------ SUPPLIED RECORDS
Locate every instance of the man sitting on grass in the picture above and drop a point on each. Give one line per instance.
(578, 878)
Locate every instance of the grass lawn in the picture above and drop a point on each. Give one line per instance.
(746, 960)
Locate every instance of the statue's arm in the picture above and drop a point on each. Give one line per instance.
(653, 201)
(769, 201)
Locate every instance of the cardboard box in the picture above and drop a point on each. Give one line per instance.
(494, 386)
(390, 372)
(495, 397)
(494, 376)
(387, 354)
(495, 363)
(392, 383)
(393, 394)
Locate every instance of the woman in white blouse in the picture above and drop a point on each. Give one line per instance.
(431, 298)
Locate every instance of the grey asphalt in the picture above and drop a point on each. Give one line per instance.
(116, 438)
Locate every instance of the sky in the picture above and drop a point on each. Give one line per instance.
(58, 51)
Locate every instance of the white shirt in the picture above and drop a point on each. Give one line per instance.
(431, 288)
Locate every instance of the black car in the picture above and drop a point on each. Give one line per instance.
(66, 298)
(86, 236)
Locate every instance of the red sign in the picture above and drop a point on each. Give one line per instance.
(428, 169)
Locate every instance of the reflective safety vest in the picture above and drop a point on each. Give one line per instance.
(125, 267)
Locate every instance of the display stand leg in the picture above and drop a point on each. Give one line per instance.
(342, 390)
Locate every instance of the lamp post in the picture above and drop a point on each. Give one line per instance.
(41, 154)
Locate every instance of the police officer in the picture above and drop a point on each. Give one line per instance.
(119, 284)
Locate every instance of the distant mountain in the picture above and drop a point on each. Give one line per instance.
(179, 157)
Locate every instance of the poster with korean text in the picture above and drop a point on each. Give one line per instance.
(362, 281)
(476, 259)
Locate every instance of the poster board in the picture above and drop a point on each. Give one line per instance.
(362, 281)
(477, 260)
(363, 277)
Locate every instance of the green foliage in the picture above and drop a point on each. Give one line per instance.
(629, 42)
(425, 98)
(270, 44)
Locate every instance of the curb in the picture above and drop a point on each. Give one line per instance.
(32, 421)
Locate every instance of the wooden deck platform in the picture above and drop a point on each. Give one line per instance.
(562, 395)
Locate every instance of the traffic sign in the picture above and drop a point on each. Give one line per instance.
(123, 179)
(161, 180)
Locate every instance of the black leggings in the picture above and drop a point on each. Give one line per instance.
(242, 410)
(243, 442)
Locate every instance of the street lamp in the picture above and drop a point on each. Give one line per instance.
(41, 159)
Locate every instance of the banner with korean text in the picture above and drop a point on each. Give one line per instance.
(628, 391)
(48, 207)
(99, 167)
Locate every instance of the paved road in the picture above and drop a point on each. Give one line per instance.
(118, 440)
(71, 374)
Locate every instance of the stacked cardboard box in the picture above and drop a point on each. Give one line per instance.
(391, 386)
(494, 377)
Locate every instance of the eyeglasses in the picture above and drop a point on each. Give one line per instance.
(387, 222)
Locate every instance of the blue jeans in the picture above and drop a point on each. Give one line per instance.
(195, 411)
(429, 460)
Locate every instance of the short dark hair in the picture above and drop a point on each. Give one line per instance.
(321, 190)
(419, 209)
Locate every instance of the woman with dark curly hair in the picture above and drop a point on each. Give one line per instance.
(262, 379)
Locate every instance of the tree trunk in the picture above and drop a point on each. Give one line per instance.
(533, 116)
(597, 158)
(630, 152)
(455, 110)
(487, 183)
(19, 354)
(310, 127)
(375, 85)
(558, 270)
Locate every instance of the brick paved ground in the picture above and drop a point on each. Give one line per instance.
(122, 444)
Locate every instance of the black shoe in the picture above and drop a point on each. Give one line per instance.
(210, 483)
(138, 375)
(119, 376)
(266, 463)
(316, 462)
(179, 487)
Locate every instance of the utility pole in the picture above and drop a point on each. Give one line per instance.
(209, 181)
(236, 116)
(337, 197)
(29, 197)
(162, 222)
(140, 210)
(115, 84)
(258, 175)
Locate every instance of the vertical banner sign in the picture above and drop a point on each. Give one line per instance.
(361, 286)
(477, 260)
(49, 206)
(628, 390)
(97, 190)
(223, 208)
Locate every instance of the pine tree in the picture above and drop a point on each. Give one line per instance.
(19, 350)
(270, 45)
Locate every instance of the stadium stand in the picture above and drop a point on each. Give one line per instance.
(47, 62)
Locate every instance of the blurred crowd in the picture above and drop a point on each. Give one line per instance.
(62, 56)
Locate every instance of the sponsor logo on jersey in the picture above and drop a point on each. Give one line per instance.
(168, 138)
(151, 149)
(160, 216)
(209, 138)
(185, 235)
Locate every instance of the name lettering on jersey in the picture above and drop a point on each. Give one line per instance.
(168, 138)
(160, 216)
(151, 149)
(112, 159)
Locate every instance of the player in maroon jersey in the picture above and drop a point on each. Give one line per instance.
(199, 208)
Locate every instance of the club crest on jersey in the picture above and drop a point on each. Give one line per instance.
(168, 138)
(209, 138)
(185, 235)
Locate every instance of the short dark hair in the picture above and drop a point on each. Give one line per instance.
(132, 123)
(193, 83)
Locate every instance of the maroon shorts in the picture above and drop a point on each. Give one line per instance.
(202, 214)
------------
→ WHAT TO PRODUCE: Return every record exactly as it was given.

→ EXERCISE RESULT:
Locate every instance of the man sitting on grass in the picture above and drop a point on each. Give one line per instance.
(578, 878)
Locate every instance of the grass lawn in the picture above and drop a point on each. Give one line per instance.
(746, 960)
Locate every instance of the statue's arm in the picture above and drop a point on each. Give one line per instance.
(653, 201)
(769, 201)
Locate every instance of the cardboard box in the picture above and drop a point on each. Give one line per instance.
(494, 386)
(390, 372)
(495, 397)
(494, 376)
(387, 354)
(495, 363)
(392, 383)
(393, 394)
Locate every instance of the woman in white blouse in the picture above and drop a point on each. Give one line per instance.
(431, 298)
Locate every instance of the grey asphalt in the picture above and drop a point on each. Give one line per instance.
(116, 438)
Locate every instance of the sky in the picture above and drop a point on each. Give one line per instance.
(58, 51)
Locate every instance of the white shirt in the picture above and drop a point on each. Give one line per instance.
(431, 288)
Locate every instance of the black car in the picture above and drop a point on each. Give one line per instance.
(66, 298)
(86, 236)
Locate every instance of the red sign in the picture above and drop a point on each. Give one line per instance.
(428, 169)
Locate every instance of the reflective safety vest in the picture above and drop a point on each. Give one line per instance.
(125, 267)
Locate every instance of the display stand leg in the picture above and drop a point on each. Give one line per instance.
(342, 390)
Locate every instance of the lamp post in the picture above and drop a point on each. Give one line per instance.
(41, 154)
Locate every instance of the police officer in the picture above and drop a point on each. Give one line per instance.
(119, 284)
Locate every instance of the distant mountain in the picture above and drop a point on each. Give one line per instance.
(179, 157)
Locate every instance of the poster with korean text in the picture above and drop a point on each. Give one line per instance.
(362, 281)
(476, 259)
Locate every instance of the poster board in the picture above and drop a point on each. Give one line per instance.
(362, 281)
(477, 260)
(363, 277)
Locate every instance of the green foliage in the picture above and drop a point on each. Give one line per instance.
(629, 42)
(425, 98)
(270, 44)
Locate every instance of the curb in the picture above and drop a point on each. Give one line per instance.
(32, 421)
Locate every instance of the wooden deck platform in the picture above and drop a point on each. Give one line per instance.
(562, 395)
Locate every instance of the traffic sign in the picture above and drop a point on each. Give one line per instance.
(123, 179)
(161, 180)
Locate every instance of the black leggings in the picture above and drop a point on each. Give one line per instance.
(242, 410)
(243, 442)
Locate every instance of the street lamp in the picture above and drop a point on each. Give one line per instance.
(41, 159)
Locate every instance of the banner with korean text in the picture above and drop a point on each. Give one line per instance.
(628, 391)
(48, 207)
(99, 167)
Locate every instance of the paved road in the picture above and drop a point on each. Give one line per instance.
(118, 440)
(71, 374)
Locate every instance of the stacked cardboard box in the picture above and drop a point on each. Give one line per instance.
(391, 386)
(494, 377)
Locate every instance of the eyeglasses in the picture above and drop a point on each. Give one line per instance.
(387, 222)
Locate every instance of the blue jeans in the picture above and drop a point on each. Give one line per instance.
(195, 411)
(429, 460)
Locate every instance of the short dark hair in the picture above and drop a point on each. Give one line per instance.
(321, 190)
(419, 209)
Locate every instance of the woman with dark curly hair in the picture above and drop a point on each. Give one line per instance.
(262, 379)
Locate every instance of the tree trunk in the picture above and drop a point on each. Give one line per instance.
(533, 116)
(597, 158)
(630, 152)
(455, 110)
(487, 183)
(19, 354)
(310, 127)
(375, 85)
(558, 270)
Locate every instance of the brick paved ground in the picture above and drop a point on each. Give one line per instance.
(122, 444)
Locate every instance of the black shoe in the picture above and drop a point on each. Give one line per instance.
(210, 483)
(138, 375)
(119, 376)
(266, 463)
(316, 462)
(179, 487)
Locate every instance of the utility pole in the picture above and drop a point on each. Give one line per instance.
(209, 181)
(236, 116)
(337, 197)
(29, 197)
(162, 222)
(140, 210)
(115, 84)
(258, 175)
Locate every instance of the vertical banner sign in the picture above and drop a point on each. Give one line per instance.
(361, 286)
(477, 260)
(49, 206)
(628, 390)
(97, 190)
(223, 208)
Locate every instance of the pine tree in the picture above and drop a point on each. Give one line per instance.
(19, 350)
(270, 45)
Locate every instance of the stadium stand in the picture above and drop a point on each. Give one line per instance.
(47, 62)
Locate every instance of the blurred crowd in the picture above and drop a point on each. Give one line per instance.
(62, 56)
Locate every instance of the sponsor logo on jersey in the picture above and drop a point on each. Give one line per instance.
(168, 138)
(151, 149)
(160, 216)
(209, 138)
(185, 235)
Locate every instance of the name lettering on jersey in the picture above and drop a point on each. Give one line per instance.
(168, 138)
(160, 216)
(151, 149)
(112, 159)
Locate every instance of the player in maroon jersey in the picture above and drop a point on each. Give one line per instance.
(199, 208)
Locate every instance of the club crest on jersey in the picture above and drop a point on each. Give one line per instance.
(168, 138)
(209, 138)
(185, 235)
Locate every instance of the short dark hair in the picture above and drop a point on each. Give one line per instance.
(132, 123)
(193, 83)
Locate every instance of the maroon shorts in the picture above and drop a point on each. Give one line per instance.
(202, 214)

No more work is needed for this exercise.